::: Text

Malabar Princess is a 2004 French film directed by Gilles Legrand. The film is about a young boy called Tom, who is sent to live with his grandfather in the French Alps after his mother disappeared during an excursion with her husband, Pierre, in the French Alps. He becomes friends with Benoît, a boy about his age. While searching for Tom's mother they come across the remains of a plane that had crashed during the 1950s.

Plot
Tom is eight and dyslexic, has  been living near Mont Blanc with his maternal grandfather, a tram conductor. He becomes friends with Benoît, and the two search for the remains of the Malabar Princess, an Air India plane that crashed in 1950.

Production
The film was shot on location at Mont Blanc in France. The Malabar Princess disaster actually occurred on 3 November 1950. It was Flight 245, a Lockheed Constellation aircraft of Air India, which had crashed at 4,700 meters above sea level. One of the engines of the wreckage was found on 15 September 1989 on the surface of the Glacier des Bossons, 1,900 m above sea level. A second engine was found on 22 September 2008 at 2,000 m above sea level on the same glacier.

::::::
::: Record excerpts

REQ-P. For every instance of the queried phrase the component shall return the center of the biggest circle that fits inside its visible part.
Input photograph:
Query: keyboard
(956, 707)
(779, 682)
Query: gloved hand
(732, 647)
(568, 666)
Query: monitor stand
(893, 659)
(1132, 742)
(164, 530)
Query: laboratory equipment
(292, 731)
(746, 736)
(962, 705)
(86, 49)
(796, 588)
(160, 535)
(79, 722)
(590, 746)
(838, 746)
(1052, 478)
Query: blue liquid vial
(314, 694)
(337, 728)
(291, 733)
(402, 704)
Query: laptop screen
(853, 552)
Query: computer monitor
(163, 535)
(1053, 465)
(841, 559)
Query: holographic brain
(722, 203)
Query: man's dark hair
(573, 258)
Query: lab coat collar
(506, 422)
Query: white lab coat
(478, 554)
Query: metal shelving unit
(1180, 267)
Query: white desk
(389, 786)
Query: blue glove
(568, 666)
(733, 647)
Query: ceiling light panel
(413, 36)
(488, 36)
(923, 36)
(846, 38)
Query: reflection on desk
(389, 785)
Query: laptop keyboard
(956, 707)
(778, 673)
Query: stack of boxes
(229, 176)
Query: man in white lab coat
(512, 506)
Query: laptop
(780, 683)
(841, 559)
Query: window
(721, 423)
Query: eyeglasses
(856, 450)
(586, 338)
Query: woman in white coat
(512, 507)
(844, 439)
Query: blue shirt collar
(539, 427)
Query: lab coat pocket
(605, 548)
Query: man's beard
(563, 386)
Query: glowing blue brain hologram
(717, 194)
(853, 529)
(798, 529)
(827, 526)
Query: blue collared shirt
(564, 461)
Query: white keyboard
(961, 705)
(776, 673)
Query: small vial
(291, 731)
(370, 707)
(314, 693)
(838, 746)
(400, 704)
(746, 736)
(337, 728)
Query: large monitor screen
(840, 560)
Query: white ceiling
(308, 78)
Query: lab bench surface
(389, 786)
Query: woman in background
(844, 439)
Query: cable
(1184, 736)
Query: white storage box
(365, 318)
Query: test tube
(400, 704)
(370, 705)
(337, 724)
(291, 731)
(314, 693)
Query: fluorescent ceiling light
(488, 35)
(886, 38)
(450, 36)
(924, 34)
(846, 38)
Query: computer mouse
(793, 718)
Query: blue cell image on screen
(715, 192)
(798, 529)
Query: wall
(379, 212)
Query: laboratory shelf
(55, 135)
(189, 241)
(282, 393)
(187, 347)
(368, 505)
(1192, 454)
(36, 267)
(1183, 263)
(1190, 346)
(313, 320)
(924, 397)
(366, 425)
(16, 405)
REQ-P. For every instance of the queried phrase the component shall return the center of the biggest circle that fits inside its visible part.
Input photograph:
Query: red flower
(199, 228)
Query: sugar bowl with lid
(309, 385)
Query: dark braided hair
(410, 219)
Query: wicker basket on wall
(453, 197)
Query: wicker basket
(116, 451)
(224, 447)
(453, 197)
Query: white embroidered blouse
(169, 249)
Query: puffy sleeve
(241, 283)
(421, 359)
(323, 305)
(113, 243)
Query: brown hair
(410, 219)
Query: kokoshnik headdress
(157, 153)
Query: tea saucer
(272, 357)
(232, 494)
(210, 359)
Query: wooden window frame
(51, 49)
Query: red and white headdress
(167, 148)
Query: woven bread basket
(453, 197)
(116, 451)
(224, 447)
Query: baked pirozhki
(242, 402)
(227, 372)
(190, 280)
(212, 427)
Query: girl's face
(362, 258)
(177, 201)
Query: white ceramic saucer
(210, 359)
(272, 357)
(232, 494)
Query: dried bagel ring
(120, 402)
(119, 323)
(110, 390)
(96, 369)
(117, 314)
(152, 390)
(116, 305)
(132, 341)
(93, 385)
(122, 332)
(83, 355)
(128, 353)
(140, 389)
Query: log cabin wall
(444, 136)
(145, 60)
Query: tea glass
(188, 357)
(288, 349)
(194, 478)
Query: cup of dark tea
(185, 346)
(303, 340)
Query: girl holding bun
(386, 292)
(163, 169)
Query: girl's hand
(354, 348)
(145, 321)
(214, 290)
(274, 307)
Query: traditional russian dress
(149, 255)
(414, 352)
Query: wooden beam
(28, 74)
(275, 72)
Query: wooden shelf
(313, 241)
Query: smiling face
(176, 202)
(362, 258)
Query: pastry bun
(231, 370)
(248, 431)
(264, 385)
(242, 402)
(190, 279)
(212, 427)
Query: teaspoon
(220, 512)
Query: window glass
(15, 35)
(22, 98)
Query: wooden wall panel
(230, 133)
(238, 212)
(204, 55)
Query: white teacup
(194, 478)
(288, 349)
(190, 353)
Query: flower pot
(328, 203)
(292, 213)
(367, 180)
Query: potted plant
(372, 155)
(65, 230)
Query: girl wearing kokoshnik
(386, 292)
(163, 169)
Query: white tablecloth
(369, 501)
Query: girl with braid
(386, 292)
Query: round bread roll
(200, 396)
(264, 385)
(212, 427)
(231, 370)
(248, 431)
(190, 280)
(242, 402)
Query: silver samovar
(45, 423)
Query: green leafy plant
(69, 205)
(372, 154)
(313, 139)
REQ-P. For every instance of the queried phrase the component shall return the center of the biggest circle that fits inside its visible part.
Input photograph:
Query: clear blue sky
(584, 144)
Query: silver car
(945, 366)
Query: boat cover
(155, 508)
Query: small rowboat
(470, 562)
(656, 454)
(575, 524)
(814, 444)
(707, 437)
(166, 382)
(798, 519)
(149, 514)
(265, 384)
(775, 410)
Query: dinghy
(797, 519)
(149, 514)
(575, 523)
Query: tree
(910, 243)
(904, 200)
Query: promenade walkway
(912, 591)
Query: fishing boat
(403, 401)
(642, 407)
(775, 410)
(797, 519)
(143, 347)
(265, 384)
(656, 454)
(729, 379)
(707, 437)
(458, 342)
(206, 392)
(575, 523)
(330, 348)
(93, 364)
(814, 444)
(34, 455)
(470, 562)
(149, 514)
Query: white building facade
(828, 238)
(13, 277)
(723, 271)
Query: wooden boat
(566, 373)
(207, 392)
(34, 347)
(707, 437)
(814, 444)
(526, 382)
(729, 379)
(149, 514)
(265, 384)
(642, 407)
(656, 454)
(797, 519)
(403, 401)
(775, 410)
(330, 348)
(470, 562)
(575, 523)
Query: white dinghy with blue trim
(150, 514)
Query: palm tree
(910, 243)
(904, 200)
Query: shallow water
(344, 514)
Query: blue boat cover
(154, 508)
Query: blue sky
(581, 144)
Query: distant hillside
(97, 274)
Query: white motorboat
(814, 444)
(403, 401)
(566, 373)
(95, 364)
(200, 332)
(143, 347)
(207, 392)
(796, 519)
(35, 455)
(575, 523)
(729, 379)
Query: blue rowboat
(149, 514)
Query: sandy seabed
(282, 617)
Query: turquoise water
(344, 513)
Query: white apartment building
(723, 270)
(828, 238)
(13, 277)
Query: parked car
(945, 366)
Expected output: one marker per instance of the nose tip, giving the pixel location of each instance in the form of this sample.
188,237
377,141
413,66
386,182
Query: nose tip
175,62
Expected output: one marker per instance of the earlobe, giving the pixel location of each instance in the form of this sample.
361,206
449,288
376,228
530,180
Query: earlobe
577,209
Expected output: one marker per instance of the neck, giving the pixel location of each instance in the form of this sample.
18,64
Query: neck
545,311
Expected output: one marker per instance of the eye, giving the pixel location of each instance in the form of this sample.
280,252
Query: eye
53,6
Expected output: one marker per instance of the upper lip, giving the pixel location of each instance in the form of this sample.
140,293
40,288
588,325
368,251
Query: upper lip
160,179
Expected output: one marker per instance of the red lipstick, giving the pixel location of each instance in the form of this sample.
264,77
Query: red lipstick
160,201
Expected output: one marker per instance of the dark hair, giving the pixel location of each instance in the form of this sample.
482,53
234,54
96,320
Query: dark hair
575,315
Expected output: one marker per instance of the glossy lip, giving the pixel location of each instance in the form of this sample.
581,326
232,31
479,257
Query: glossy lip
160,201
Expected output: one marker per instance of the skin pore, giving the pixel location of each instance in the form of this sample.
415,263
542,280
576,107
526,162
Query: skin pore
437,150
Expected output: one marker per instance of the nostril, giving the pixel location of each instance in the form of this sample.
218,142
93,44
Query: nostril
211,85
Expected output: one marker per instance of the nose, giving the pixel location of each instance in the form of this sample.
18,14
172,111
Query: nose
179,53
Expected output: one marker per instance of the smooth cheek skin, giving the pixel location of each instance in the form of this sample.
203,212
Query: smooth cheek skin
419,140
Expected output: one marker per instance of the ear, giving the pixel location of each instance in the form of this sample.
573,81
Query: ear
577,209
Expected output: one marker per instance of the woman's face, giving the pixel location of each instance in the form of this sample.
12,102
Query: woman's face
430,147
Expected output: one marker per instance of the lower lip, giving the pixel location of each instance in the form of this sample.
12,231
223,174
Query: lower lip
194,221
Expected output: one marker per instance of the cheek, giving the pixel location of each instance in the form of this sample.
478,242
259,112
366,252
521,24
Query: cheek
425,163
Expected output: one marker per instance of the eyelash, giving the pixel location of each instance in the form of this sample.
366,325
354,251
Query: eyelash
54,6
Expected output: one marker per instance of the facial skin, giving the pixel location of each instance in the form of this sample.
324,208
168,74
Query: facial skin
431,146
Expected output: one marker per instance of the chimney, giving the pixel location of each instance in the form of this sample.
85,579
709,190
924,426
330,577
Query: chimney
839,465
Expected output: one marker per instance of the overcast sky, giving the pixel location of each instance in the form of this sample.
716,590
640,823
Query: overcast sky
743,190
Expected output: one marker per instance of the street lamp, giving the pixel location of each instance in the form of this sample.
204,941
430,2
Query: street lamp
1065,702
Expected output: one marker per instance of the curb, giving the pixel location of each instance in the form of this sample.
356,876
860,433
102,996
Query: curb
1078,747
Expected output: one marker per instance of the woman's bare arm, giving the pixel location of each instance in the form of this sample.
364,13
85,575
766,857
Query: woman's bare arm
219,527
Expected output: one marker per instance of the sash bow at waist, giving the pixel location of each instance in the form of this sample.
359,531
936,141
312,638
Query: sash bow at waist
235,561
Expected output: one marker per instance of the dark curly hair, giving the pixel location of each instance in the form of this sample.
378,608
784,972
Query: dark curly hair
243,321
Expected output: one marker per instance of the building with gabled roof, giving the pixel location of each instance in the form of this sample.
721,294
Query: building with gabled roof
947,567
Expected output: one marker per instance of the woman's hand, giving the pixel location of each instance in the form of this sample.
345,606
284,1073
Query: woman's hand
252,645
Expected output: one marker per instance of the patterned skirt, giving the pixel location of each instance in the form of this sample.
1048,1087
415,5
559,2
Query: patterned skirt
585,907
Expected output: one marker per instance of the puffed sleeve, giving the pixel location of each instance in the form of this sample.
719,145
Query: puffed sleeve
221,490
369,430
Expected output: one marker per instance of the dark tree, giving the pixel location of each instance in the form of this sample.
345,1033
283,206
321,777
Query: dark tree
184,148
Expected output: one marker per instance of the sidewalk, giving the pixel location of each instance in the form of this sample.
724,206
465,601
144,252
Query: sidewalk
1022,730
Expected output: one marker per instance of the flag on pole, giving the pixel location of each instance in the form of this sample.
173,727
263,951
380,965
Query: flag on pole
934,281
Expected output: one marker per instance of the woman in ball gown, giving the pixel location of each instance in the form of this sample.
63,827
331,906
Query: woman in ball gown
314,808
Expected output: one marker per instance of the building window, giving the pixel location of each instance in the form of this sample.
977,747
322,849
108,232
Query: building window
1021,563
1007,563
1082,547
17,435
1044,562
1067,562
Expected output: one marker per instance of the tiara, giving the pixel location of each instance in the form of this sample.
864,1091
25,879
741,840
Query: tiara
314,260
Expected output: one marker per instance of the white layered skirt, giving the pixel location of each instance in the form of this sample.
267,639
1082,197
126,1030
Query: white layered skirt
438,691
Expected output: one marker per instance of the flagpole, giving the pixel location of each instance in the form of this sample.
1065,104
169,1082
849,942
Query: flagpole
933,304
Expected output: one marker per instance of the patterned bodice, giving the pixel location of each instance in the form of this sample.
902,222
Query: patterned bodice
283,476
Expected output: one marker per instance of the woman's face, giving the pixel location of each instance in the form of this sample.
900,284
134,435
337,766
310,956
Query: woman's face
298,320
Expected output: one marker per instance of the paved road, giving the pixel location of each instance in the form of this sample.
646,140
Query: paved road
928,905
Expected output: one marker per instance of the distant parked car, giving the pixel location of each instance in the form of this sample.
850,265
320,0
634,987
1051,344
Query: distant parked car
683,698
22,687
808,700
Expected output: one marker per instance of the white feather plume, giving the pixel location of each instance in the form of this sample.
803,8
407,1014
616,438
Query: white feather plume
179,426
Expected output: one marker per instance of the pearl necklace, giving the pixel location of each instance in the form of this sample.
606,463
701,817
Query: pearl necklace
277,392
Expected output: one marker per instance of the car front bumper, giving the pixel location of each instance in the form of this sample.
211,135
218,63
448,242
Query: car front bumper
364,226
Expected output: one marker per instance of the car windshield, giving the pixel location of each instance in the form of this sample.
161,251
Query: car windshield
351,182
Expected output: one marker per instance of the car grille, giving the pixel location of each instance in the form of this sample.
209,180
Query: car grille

::::::

> **Check your understanding**
• a. According to the text, on what date was the second engine of the wreckage found?
• b. Repeat the part of the text that begins at the words "Malabar Princess is" and ends after the words "during the 1950s.".
None of the items are needed here.

> **Solutions per task**
• a. 22 September 2008

• b.
Malabar Princess is a 2004 French film directed by Gilles Legrand. The film is about a young boy called Tom, who is sent to live with his grandfather in the French Alps after his mother disappeared during an excursion with her husband, Pierre, in the French Alps. He becomes friends with Benoît, a boy about his age. While searching for Tom's mother they come across the remains of a plane that had crashed during the 1950s.